[Listed entries]
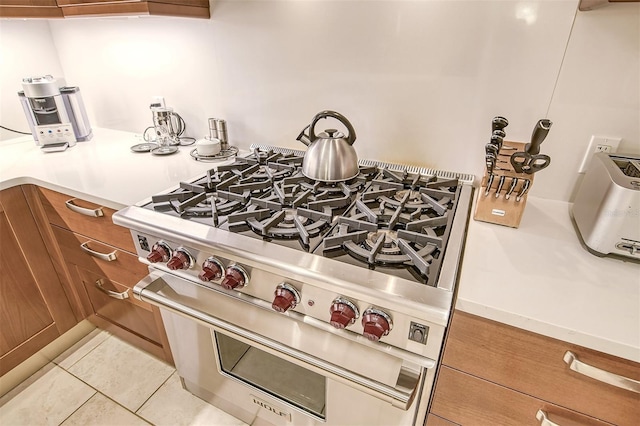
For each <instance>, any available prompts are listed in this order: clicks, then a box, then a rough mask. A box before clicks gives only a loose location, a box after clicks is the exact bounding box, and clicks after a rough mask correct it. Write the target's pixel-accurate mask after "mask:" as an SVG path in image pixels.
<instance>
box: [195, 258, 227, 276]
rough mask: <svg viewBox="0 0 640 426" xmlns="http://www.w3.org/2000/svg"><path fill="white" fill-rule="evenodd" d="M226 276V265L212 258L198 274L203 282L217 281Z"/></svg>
mask: <svg viewBox="0 0 640 426" xmlns="http://www.w3.org/2000/svg"><path fill="white" fill-rule="evenodd" d="M224 275H226V272H225V269H224V265H223V264H222V262H221V261H220V260H218V259H217V258H215V257H213V256H210V257H208V258H207V260H205V261H204V263H203V264H202V271H200V273H199V274H198V278H200V280H201V281H205V282H209V281H215V280H219V279H220V278H222V277H223V276H224Z"/></svg>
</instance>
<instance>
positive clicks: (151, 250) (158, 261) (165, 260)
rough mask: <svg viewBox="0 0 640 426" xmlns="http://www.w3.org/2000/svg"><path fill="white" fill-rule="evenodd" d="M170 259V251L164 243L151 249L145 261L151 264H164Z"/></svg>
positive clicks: (170, 252)
mask: <svg viewBox="0 0 640 426" xmlns="http://www.w3.org/2000/svg"><path fill="white" fill-rule="evenodd" d="M170 257H171V249H170V248H169V246H167V245H166V244H164V243H156V244H154V245H153V247H152V248H151V253H149V255H148V256H147V260H148V261H149V262H151V263H158V262H166V261H167V260H169V258H170Z"/></svg>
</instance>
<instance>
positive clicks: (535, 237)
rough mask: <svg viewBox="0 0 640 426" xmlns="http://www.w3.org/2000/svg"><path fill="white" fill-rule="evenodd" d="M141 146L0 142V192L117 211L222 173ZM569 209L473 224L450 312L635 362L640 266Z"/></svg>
mask: <svg viewBox="0 0 640 426" xmlns="http://www.w3.org/2000/svg"><path fill="white" fill-rule="evenodd" d="M142 142H143V141H142V139H141V138H140V136H139V135H134V134H132V133H127V132H121V131H115V130H106V129H94V137H93V139H92V140H90V141H88V142H78V143H77V144H76V146H74V147H72V148H70V149H68V150H66V151H64V152H60V153H44V152H41V151H40V148H39V147H38V146H36V145H35V143H34V141H33V139H32V138H31V136H24V137H20V138H16V139H12V140H9V141H0V189H4V188H8V187H11V186H15V185H19V184H25V183H32V184H36V185H40V186H44V187H47V188H50V189H53V190H57V191H61V192H64V193H67V194H69V195H72V196H79V197H82V198H84V199H87V200H90V201H93V202H96V203H99V204H101V205H104V206H107V207H111V208H114V209H119V208H122V207H125V206H128V205H132V204H136V203H138V202H140V201H142V200H143V199H146V198H148V197H150V196H151V195H153V194H156V193H159V192H161V191H163V190H165V189H167V188H170V187H172V186H175V185H177V184H178V183H179V182H180V181H181V180H188V179H189V178H192V177H196V176H198V175H201V174H202V173H204V172H205V171H206V170H208V169H210V168H213V167H214V166H215V165H216V164H223V163H204V162H199V161H195V160H194V159H193V158H191V156H190V155H189V153H190V152H191V150H192V149H193V146H191V147H181V148H180V152H178V153H176V154H173V155H169V156H155V155H151V154H149V153H133V152H131V150H130V147H131V146H133V145H136V144H138V143H142ZM569 206H570V205H569V204H568V203H563V202H556V201H549V200H542V199H537V198H534V197H529V199H528V204H527V207H526V210H525V213H524V216H523V219H522V222H521V224H520V227H519V228H518V229H513V228H507V227H503V226H499V225H493V224H489V223H483V222H476V221H474V220H473V219H471V220H470V224H469V234H468V238H467V243H466V248H465V254H464V260H463V266H462V272H461V276H460V284H459V287H458V297H457V301H456V305H455V306H456V309H459V310H462V311H465V312H469V313H472V314H476V315H480V316H483V317H486V318H489V319H493V320H497V321H500V322H503V323H506V324H510V325H514V326H516V327H519V328H522V329H525V330H529V331H533V332H536V333H540V334H543V335H546V336H549V337H553V338H557V339H560V340H564V341H568V342H571V343H576V344H579V345H582V346H586V347H589V348H592V349H596V350H599V351H602V352H605V353H609V354H612V355H616V356H619V357H622V358H627V359H631V360H634V361H638V362H640V265H639V264H634V263H630V262H622V261H620V260H617V259H608V258H604V259H603V258H598V257H596V256H594V255H592V254H590V253H588V252H587V251H586V250H585V249H584V248H582V246H581V245H580V242H579V240H578V237H577V236H576V233H575V231H574V229H573V226H572V223H571V220H570V217H569Z"/></svg>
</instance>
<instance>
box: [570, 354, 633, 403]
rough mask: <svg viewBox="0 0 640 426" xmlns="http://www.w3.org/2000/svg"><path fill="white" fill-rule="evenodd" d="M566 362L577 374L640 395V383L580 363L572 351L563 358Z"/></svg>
mask: <svg viewBox="0 0 640 426" xmlns="http://www.w3.org/2000/svg"><path fill="white" fill-rule="evenodd" d="M563 360H564V362H565V363H566V364H567V365H568V366H569V368H570V369H572V370H573V371H575V372H576V373H580V374H583V375H585V376H587V377H591V378H592V379H596V380H598V381H601V382H603V383H607V384H609V385H612V386H615V387H618V388H622V389H626V390H630V391H631V392H635V393H640V381H638V380H633V379H630V378H628V377H624V376H619V375H617V374H615V373H611V372H609V371H605V370H601V369H600V368H597V367H594V366H592V365H589V364H585V363H584V362H582V361H580V360H579V359H578V357H577V356H575V354H574V353H573V352H571V351H567V352H566V353H565V354H564V357H563Z"/></svg>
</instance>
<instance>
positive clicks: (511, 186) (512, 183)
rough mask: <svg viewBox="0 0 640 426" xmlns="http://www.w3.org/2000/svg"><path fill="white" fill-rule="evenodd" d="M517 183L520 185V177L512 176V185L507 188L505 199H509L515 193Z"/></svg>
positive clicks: (516, 185) (511, 181)
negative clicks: (512, 194)
mask: <svg viewBox="0 0 640 426" xmlns="http://www.w3.org/2000/svg"><path fill="white" fill-rule="evenodd" d="M517 185H518V178H511V185H509V189H508V190H507V193H506V194H505V196H504V199H505V200H508V199H509V198H511V194H513V191H515V189H516V186H517Z"/></svg>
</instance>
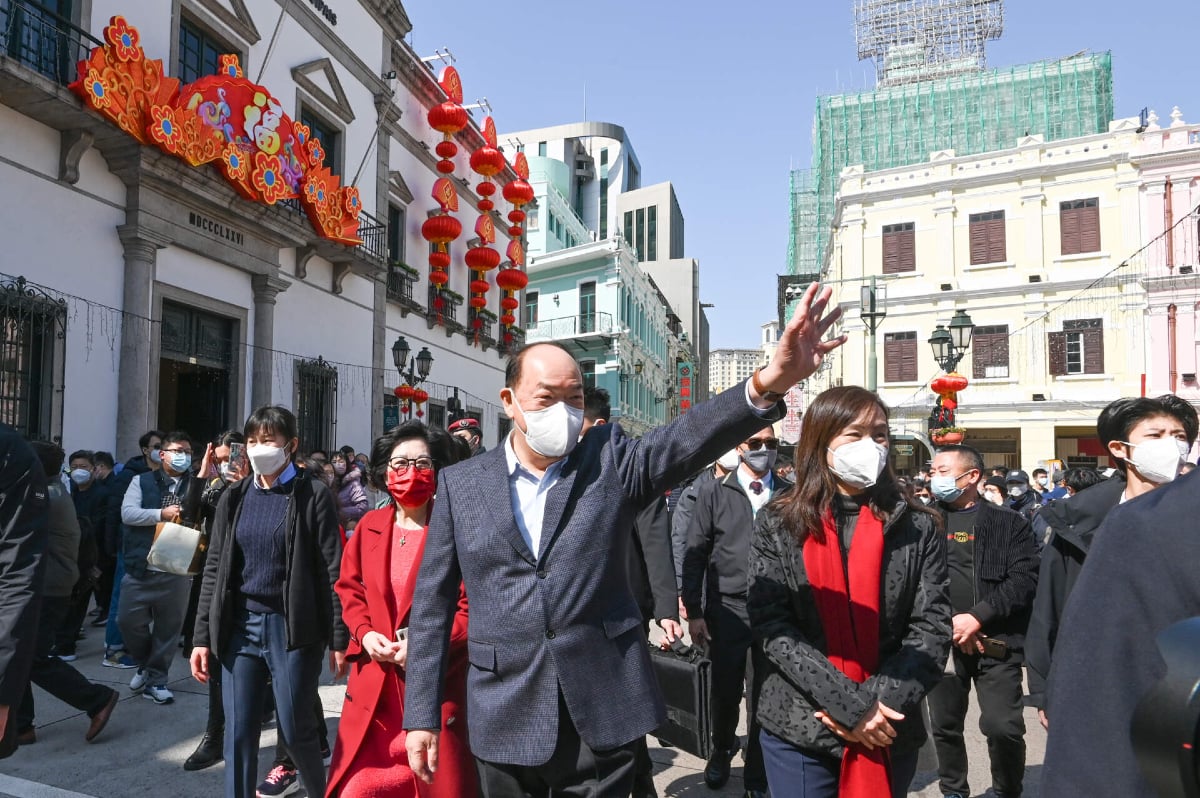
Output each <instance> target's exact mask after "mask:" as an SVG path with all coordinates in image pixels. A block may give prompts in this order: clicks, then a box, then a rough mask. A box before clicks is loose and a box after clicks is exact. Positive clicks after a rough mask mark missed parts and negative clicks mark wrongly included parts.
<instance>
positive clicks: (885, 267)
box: [883, 232, 900, 275]
mask: <svg viewBox="0 0 1200 798" xmlns="http://www.w3.org/2000/svg"><path fill="white" fill-rule="evenodd" d="M898 271H900V242H899V241H898V239H896V234H895V233H887V232H886V233H883V274H886V275H890V274H895V272H898Z"/></svg>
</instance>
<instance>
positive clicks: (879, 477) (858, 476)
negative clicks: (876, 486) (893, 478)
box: [829, 438, 888, 488]
mask: <svg viewBox="0 0 1200 798" xmlns="http://www.w3.org/2000/svg"><path fill="white" fill-rule="evenodd" d="M829 451H832V452H833V468H832V469H830V470H833V473H834V474H835V475H836V476H838V479H840V480H841V481H842V482H845V484H846V485H850V486H851V487H857V488H866V487H871V486H872V485H875V481H876V480H877V479H878V478H880V474H882V473H883V467H884V466H887V464H888V448H887V446H884V445H883V444H881V443H877V442H875V440H872V439H871V438H863V439H862V440H856V442H854V443H844V444H842V445H840V446H838V448H836V449H830V450H829Z"/></svg>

[What you have to do] Reproduce the data above verbatim, omitting the pictures.

[Your response]
For each <instance>, any available prompts are listed in this order: clicks, then a box, then a rough mask. A box before clicks gives only a loose location, a box after clicks is the exact bounding box, and clicks after a rough mask correct it. Write the target's pixel-accurate mask after "mask:" as an SVG path in image pixels.
<instance>
box: [195, 258, 227, 276]
rough mask: <svg viewBox="0 0 640 426" xmlns="http://www.w3.org/2000/svg"><path fill="white" fill-rule="evenodd" d="M226 276V265L212 258L198 274L203 282L217 281Z"/></svg>
mask: <svg viewBox="0 0 640 426" xmlns="http://www.w3.org/2000/svg"><path fill="white" fill-rule="evenodd" d="M224 275H226V272H225V269H224V265H223V264H222V262H221V261H220V260H218V259H217V258H215V257H213V256H210V257H208V258H207V260H205V261H204V263H203V264H202V271H200V273H199V274H198V278H200V280H201V281H205V282H209V281H215V280H219V279H220V278H222V277H223V276H224Z"/></svg>
</instance>
<instance>
positive clicks: (151, 250) (158, 261) (165, 260)
rough mask: <svg viewBox="0 0 640 426" xmlns="http://www.w3.org/2000/svg"><path fill="white" fill-rule="evenodd" d="M170 259V251L164 243L151 249L145 261L151 264H164Z"/></svg>
positive clicks: (170, 252)
mask: <svg viewBox="0 0 640 426" xmlns="http://www.w3.org/2000/svg"><path fill="white" fill-rule="evenodd" d="M170 257H171V249H170V248H169V246H167V245H166V244H164V243H156V244H154V245H153V247H152V248H151V253H149V255H148V256H147V260H148V261H149V262H151V263H158V262H166V261H167V260H169V258H170Z"/></svg>
</instance>
<instance>
positive clicks: (535, 237)
rough mask: <svg viewBox="0 0 640 426" xmlns="http://www.w3.org/2000/svg"><path fill="white" fill-rule="evenodd" d="M141 146L0 142V192L117 211L222 173ZM569 209L473 224L450 312L635 362L640 266Z"/></svg>
mask: <svg viewBox="0 0 640 426" xmlns="http://www.w3.org/2000/svg"><path fill="white" fill-rule="evenodd" d="M142 142H143V141H142V139H141V138H140V136H139V135H134V134H132V133H127V132H121V131H115V130H106V129H94V137H93V139H92V140H90V141H88V142H78V143H77V144H76V146H74V147H72V148H70V149H68V150H66V151H64V152H60V153H44V152H41V151H40V148H39V147H38V146H36V145H35V143H34V141H33V139H32V138H31V136H24V137H20V138H16V139H12V140H9V141H0V189H4V188H8V187H11V186H15V185H19V184H25V183H32V184H36V185H40V186H44V187H47V188H50V189H53V190H57V191H61V192H64V193H67V194H69V195H72V196H79V197H82V198H84V199H87V200H90V201H93V202H96V203H99V204H101V205H104V206H107V207H111V208H114V209H119V208H122V207H125V206H128V205H132V204H136V203H138V202H140V201H142V200H143V199H146V198H148V197H150V196H151V195H153V194H156V193H159V192H161V191H163V190H165V189H167V188H170V187H172V186H175V185H177V184H178V183H179V182H180V181H181V180H188V179H189V178H192V177H196V176H198V175H201V174H202V173H204V172H205V171H206V170H208V169H210V168H213V167H214V166H215V165H216V164H223V163H204V162H199V161H195V160H194V159H193V158H191V156H190V155H189V153H190V152H191V150H192V149H193V146H191V147H181V148H180V152H178V153H176V154H173V155H169V156H155V155H151V154H149V153H133V152H131V150H130V147H131V146H133V145H136V144H138V143H142ZM569 206H570V205H569V204H568V203H563V202H556V201H549V200H542V199H537V198H534V197H529V199H528V204H527V207H526V210H525V213H524V216H523V219H522V222H521V224H520V227H519V228H518V229H513V228H507V227H503V226H499V225H493V224H489V223H483V222H476V221H474V220H473V219H471V220H470V224H469V234H468V238H467V243H466V248H465V254H464V260H463V266H462V272H461V276H460V284H459V287H458V297H457V301H456V305H455V306H456V309H459V310H462V311H465V312H469V313H472V314H476V315H480V316H483V317H486V318H489V319H493V320H497V321H500V322H503V323H506V324H510V325H514V326H516V327H519V328H522V329H525V330H529V331H533V332H536V333H540V334H543V335H546V336H549V337H553V338H557V339H560V340H564V341H568V342H571V343H576V344H579V345H582V346H586V347H589V348H592V349H596V350H599V351H602V352H605V353H609V354H612V355H616V356H619V357H622V358H627V359H631V360H634V361H638V362H640V265H639V264H634V263H630V262H622V261H620V260H617V259H608V258H604V259H603V258H598V257H596V256H594V255H592V254H590V253H588V252H587V251H586V250H585V249H584V248H582V246H581V245H580V242H579V240H578V237H577V236H576V233H575V231H574V229H573V226H572V223H571V220H570V217H569Z"/></svg>
</instance>
<instance>
box: [570, 354, 633, 403]
rough mask: <svg viewBox="0 0 640 426" xmlns="http://www.w3.org/2000/svg"><path fill="white" fill-rule="evenodd" d="M566 362L577 374L640 395V383L580 363L572 351L563 358Z"/></svg>
mask: <svg viewBox="0 0 640 426" xmlns="http://www.w3.org/2000/svg"><path fill="white" fill-rule="evenodd" d="M563 360H564V362H565V363H566V364H567V365H568V366H569V368H570V369H572V370H573V371H575V372H576V373H580V374H583V375H585V376H587V377H591V378H592V379H596V380H598V381H601V382H603V383H607V384H609V385H612V386H615V387H618V388H622V389H626V390H630V391H631V392H635V393H640V381H638V380H633V379H630V378H628V377H624V376H619V375H617V374H615V373H611V372H609V371H605V370H601V369H600V368H597V367H594V366H592V365H589V364H585V363H584V362H582V361H580V360H579V359H578V357H577V356H575V354H574V353H573V352H571V351H567V352H566V353H565V354H564V357H563Z"/></svg>
</instance>
<instance>
positive clicks: (511, 186) (512, 183)
rough mask: <svg viewBox="0 0 640 426" xmlns="http://www.w3.org/2000/svg"><path fill="white" fill-rule="evenodd" d="M517 183L520 185V177L512 176V185L507 188L505 199H509L515 193Z"/></svg>
positive clicks: (516, 185) (511, 181)
negative clicks: (512, 194)
mask: <svg viewBox="0 0 640 426" xmlns="http://www.w3.org/2000/svg"><path fill="white" fill-rule="evenodd" d="M517 185H518V178H511V185H509V189H508V190H507V193H506V194H505V196H504V199H505V200H508V199H509V198H511V194H513V191H515V189H516V186H517Z"/></svg>
</instance>
Output each <instance> target's exact mask after "mask:" as an SVG path with all coordinates in image pixels. A block may give prompts in this order: clicks, then a box, then a rough mask. A box before clicks is loose and a box after clicks is exact. Positive clicks after a rough mask mark missed parts and negative clicks mark wrongly included parts.
<instance>
positive clicks: (885, 267)
box: [883, 232, 900, 275]
mask: <svg viewBox="0 0 1200 798" xmlns="http://www.w3.org/2000/svg"><path fill="white" fill-rule="evenodd" d="M898 271H900V242H899V241H898V239H896V234H895V233H887V232H886V233H883V274H886V275H890V274H895V272H898Z"/></svg>
</instance>
<instance>
positive clicks: (879, 477) (858, 476)
negative clicks: (876, 486) (893, 478)
box: [829, 438, 888, 488]
mask: <svg viewBox="0 0 1200 798" xmlns="http://www.w3.org/2000/svg"><path fill="white" fill-rule="evenodd" d="M829 451H832V452H833V468H832V469H830V470H833V473H834V474H835V475H836V476H838V479H840V480H841V481H842V482H845V484H846V485H850V486H851V487H857V488H866V487H871V486H872V485H875V481H876V480H877V479H878V478H880V474H882V473H883V467H884V466H887V464H888V448H887V446H884V445H883V444H881V443H877V442H875V440H872V439H871V438H863V439H862V440H856V442H854V443H844V444H842V445H840V446H838V448H836V449H830V450H829Z"/></svg>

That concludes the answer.